Look for "Where can the calm" in the listing below, then copy exactly the line it appears in and all lines after it to the end, and nothing more.

---------- Given entries

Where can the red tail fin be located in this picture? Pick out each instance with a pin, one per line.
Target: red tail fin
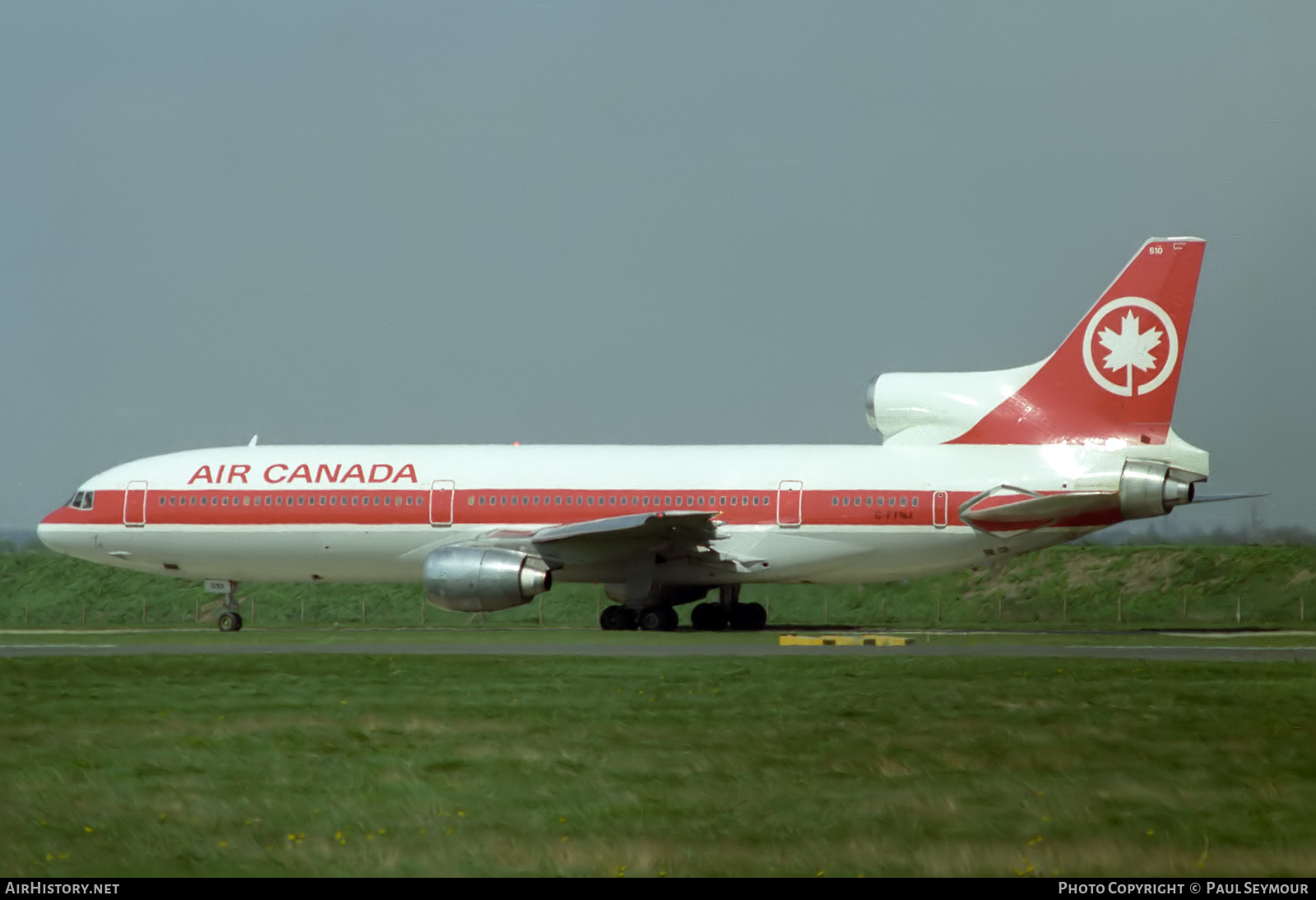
(1118, 373)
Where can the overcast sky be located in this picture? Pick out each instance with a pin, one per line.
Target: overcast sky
(629, 223)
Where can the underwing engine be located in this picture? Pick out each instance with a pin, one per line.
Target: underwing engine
(1152, 489)
(478, 579)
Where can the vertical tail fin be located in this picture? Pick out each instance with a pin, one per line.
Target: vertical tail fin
(1118, 373)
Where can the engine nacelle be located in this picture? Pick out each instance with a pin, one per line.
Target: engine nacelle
(1152, 489)
(478, 579)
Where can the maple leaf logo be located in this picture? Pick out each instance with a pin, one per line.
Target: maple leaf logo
(1131, 348)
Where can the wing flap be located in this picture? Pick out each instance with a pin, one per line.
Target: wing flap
(1040, 509)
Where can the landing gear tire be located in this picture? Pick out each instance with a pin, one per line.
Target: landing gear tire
(748, 617)
(658, 619)
(618, 619)
(708, 617)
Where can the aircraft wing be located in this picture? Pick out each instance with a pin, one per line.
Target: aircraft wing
(1032, 511)
(600, 540)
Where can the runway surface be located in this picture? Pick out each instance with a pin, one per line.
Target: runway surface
(1202, 654)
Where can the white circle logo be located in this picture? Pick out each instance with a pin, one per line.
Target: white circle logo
(1138, 342)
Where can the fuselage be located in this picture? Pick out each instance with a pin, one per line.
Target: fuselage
(373, 513)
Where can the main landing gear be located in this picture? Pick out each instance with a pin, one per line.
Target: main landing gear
(704, 617)
(229, 619)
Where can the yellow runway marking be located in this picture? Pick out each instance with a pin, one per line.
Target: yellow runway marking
(842, 641)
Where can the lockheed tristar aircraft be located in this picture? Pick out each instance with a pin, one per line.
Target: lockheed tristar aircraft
(974, 467)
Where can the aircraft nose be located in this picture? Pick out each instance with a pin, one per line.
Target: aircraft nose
(58, 536)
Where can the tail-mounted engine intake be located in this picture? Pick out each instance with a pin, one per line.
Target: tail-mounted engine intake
(1152, 489)
(477, 579)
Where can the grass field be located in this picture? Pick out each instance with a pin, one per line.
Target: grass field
(1063, 587)
(673, 766)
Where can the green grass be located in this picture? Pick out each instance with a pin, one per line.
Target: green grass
(679, 766)
(1079, 587)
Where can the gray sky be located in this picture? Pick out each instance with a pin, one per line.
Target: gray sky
(629, 223)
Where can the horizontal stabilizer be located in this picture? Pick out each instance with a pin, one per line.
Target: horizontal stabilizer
(1219, 498)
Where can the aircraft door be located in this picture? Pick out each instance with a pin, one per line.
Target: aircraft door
(441, 495)
(940, 505)
(135, 504)
(790, 504)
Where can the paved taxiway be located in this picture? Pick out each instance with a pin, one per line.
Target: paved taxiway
(1207, 654)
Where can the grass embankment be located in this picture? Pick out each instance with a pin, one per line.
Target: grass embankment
(460, 766)
(1107, 587)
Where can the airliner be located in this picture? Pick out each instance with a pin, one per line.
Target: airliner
(973, 469)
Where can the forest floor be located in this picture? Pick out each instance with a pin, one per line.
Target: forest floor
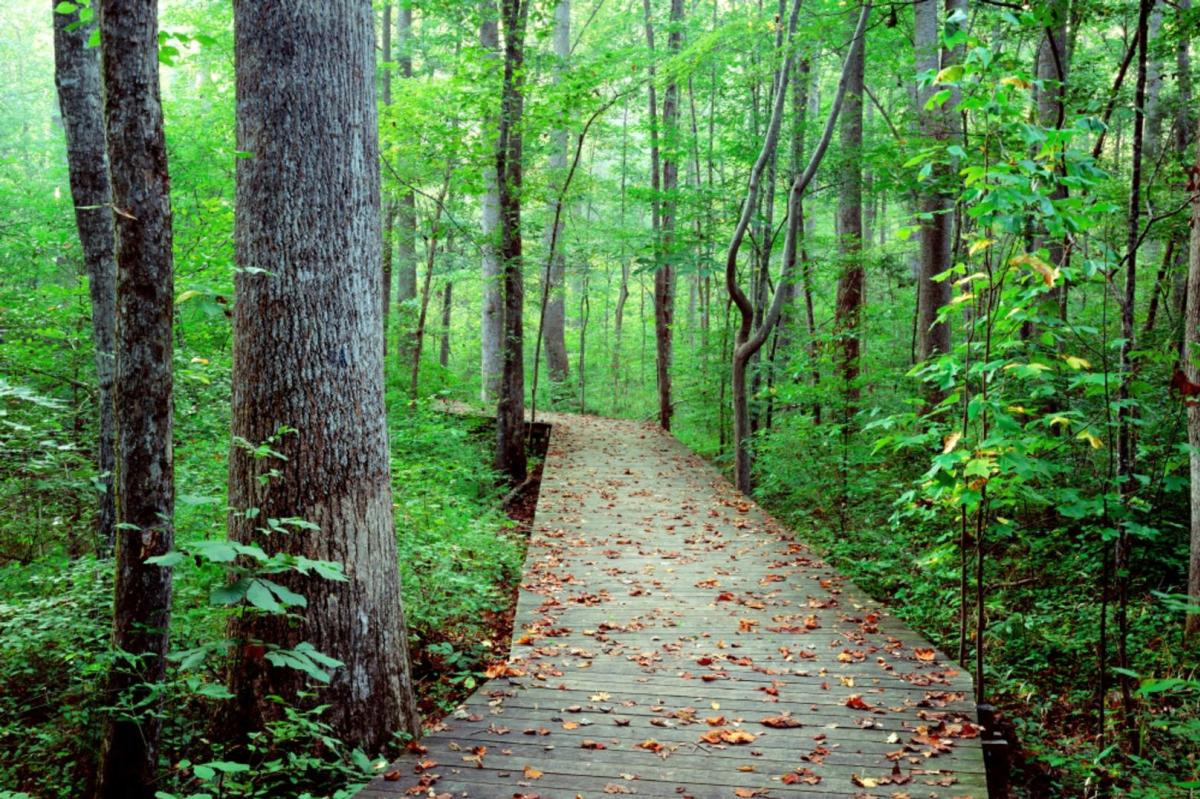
(672, 640)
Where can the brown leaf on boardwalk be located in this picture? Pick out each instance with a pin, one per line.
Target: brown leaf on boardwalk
(780, 722)
(802, 776)
(727, 737)
(857, 703)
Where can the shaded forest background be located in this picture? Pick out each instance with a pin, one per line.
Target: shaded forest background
(967, 383)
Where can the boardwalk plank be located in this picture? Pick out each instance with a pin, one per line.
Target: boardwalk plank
(655, 598)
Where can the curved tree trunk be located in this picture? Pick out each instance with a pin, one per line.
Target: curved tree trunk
(933, 336)
(309, 356)
(77, 78)
(749, 341)
(145, 487)
(510, 451)
(852, 282)
(556, 305)
(492, 323)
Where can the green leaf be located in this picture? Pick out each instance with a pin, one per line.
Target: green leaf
(229, 594)
(215, 551)
(167, 560)
(286, 595)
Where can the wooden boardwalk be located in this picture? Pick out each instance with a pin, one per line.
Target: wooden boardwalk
(671, 640)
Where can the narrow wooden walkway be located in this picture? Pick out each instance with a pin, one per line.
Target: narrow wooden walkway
(671, 640)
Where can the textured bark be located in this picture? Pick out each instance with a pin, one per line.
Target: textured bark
(1053, 71)
(510, 452)
(1127, 448)
(389, 209)
(618, 317)
(406, 211)
(492, 322)
(851, 284)
(447, 306)
(145, 490)
(664, 276)
(1192, 371)
(309, 355)
(933, 336)
(556, 305)
(77, 78)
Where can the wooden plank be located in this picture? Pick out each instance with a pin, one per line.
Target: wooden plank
(660, 588)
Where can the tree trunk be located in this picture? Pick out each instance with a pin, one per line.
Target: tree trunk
(663, 283)
(618, 316)
(492, 324)
(748, 340)
(77, 77)
(389, 206)
(664, 276)
(431, 252)
(510, 452)
(406, 212)
(556, 306)
(145, 486)
(933, 336)
(851, 284)
(309, 356)
(1126, 440)
(1192, 371)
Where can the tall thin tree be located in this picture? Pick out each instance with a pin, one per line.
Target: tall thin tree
(145, 480)
(556, 304)
(492, 317)
(309, 356)
(510, 452)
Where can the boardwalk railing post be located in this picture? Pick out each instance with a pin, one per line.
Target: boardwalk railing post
(995, 752)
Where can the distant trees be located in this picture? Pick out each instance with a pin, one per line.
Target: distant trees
(77, 78)
(510, 452)
(852, 278)
(144, 418)
(309, 356)
(749, 338)
(1192, 372)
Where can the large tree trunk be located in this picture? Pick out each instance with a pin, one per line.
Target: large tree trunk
(492, 323)
(556, 305)
(510, 452)
(145, 485)
(851, 284)
(1192, 371)
(309, 356)
(77, 77)
(933, 336)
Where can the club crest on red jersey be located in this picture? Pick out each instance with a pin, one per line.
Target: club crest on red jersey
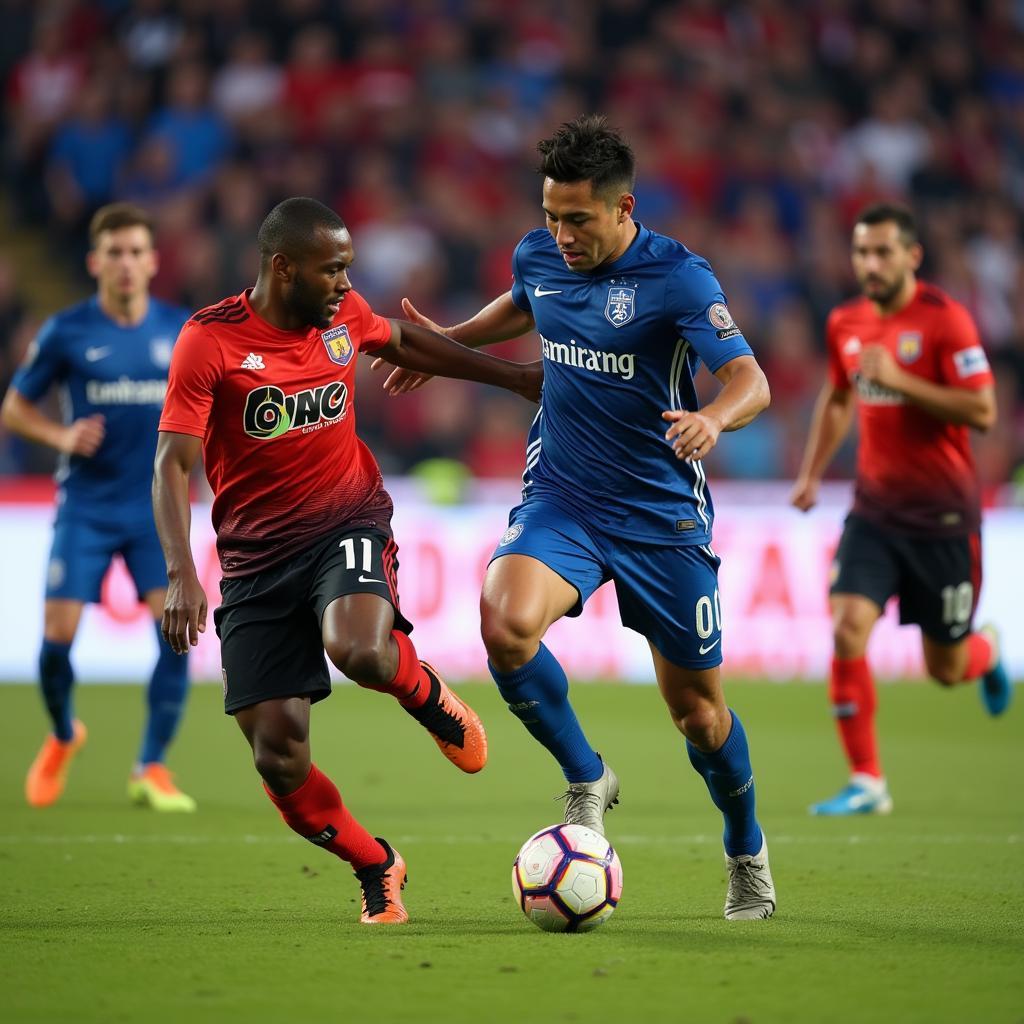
(338, 344)
(908, 346)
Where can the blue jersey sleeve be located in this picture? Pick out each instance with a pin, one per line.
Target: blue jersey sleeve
(44, 364)
(695, 303)
(519, 294)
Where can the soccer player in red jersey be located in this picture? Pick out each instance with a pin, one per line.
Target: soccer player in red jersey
(908, 358)
(263, 383)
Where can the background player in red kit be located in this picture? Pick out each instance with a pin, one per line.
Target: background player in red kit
(264, 382)
(911, 356)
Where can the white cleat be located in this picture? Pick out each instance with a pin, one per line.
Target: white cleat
(752, 893)
(587, 802)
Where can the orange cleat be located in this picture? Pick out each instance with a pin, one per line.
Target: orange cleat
(382, 885)
(456, 727)
(48, 773)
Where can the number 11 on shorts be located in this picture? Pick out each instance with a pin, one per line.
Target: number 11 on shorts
(348, 546)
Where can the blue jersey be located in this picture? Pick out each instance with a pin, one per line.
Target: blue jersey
(621, 345)
(119, 372)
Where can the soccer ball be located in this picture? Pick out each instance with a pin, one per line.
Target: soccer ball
(567, 879)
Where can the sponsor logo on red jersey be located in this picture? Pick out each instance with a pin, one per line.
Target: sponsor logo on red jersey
(269, 413)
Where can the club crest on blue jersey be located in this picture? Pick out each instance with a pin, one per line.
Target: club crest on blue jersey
(908, 346)
(338, 344)
(160, 351)
(621, 305)
(511, 534)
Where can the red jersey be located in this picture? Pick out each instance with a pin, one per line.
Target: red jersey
(275, 413)
(914, 472)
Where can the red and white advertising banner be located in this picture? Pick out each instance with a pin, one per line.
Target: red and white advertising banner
(773, 589)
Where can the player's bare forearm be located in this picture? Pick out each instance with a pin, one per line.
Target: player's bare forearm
(744, 393)
(500, 320)
(24, 418)
(185, 605)
(416, 348)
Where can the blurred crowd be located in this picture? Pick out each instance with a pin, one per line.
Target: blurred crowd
(760, 127)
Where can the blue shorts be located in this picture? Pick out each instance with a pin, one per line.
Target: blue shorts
(82, 552)
(668, 594)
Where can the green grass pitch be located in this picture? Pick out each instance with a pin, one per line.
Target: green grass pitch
(112, 913)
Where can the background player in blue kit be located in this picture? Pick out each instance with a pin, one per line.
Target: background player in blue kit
(626, 316)
(110, 355)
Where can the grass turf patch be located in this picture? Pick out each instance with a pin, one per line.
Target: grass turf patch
(114, 913)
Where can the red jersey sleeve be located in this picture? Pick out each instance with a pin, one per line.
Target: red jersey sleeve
(962, 359)
(373, 332)
(837, 372)
(197, 368)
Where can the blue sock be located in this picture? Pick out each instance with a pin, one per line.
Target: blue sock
(56, 678)
(730, 782)
(165, 699)
(538, 694)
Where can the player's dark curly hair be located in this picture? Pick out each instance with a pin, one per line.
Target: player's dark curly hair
(291, 225)
(896, 213)
(587, 150)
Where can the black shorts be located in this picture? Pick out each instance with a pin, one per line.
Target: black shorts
(937, 580)
(269, 623)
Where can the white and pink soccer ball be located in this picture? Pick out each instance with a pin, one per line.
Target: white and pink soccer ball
(567, 879)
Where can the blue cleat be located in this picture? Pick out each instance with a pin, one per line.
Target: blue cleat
(864, 795)
(996, 687)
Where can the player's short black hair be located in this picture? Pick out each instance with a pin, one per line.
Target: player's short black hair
(895, 213)
(114, 216)
(587, 150)
(290, 226)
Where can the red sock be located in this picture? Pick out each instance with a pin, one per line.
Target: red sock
(979, 655)
(852, 692)
(316, 813)
(411, 685)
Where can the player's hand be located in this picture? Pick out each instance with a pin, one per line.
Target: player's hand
(84, 436)
(184, 613)
(692, 434)
(805, 494)
(879, 367)
(532, 381)
(401, 381)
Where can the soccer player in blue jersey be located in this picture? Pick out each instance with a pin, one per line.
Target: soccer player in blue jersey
(110, 356)
(614, 483)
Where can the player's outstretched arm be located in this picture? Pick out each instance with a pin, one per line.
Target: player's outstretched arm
(498, 321)
(24, 418)
(743, 395)
(829, 424)
(185, 606)
(416, 348)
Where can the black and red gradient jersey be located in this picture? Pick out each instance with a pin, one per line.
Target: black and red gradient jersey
(915, 473)
(275, 411)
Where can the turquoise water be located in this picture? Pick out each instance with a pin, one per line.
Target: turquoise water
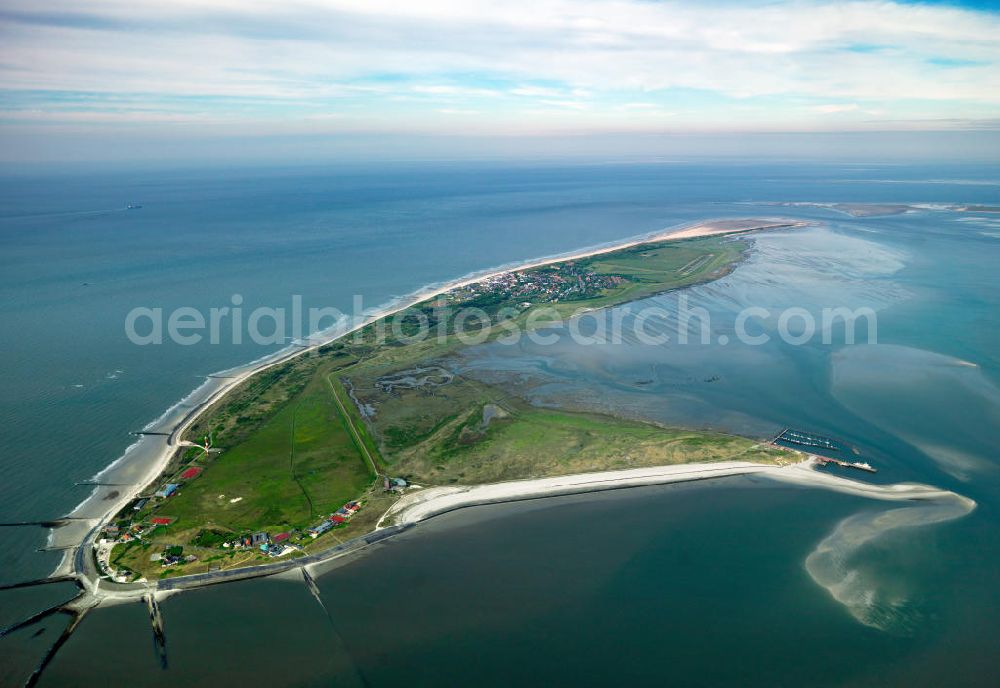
(703, 586)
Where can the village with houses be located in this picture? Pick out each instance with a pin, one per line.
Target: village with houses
(145, 523)
(551, 284)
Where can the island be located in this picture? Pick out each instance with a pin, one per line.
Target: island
(313, 452)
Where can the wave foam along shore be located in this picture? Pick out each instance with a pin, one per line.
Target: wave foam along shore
(146, 460)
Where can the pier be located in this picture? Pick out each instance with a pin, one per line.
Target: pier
(808, 439)
(860, 465)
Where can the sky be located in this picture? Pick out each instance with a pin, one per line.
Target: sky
(122, 77)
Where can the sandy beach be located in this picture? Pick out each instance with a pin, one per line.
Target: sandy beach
(422, 504)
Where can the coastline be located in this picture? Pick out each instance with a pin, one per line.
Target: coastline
(76, 536)
(926, 505)
(426, 503)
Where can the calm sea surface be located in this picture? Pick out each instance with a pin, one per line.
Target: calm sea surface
(691, 585)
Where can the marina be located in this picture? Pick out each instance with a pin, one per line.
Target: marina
(799, 438)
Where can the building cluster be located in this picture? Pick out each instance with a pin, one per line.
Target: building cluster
(276, 546)
(337, 518)
(564, 281)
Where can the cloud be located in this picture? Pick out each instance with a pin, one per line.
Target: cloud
(598, 62)
(832, 108)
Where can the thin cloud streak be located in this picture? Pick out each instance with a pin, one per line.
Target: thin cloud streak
(514, 66)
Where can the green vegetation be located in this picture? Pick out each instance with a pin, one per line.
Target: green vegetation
(300, 440)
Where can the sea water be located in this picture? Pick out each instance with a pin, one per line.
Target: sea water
(702, 586)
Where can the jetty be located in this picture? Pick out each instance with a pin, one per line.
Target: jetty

--------------------

Correct response:
Where can the calm sea surface be located in this picture? Pick out each instance with a pin, one per line.
Target: calm sea surface
(691, 585)
Where can the marina be located in this picture? Pick out each instance with a pin, one per line.
Target: marina
(799, 438)
Where can the building cluster be located in this picture? Pick out each instance with a pin, one per line.
Target: building cluster
(276, 546)
(337, 518)
(564, 281)
Where can the cloud be located in this picture? Pick out each instance with a pin, one per line.
Target: cloud
(598, 62)
(832, 108)
Where can the thin cloud streak be located in this picture? Pick out each instance with a pin, one per line.
Target: thin cloud streak
(514, 66)
Where can the green vegetation be located in this picture? Pick out each instance with a pin, one per line.
Target: green vegetation
(300, 440)
Where can the sea water be located in this picture? Pick out each instance with a pin, one per line.
Target: sea water
(702, 586)
Where can the jetty be located in this picture? Pick out each instance with a pin, one per line.
Target: jetty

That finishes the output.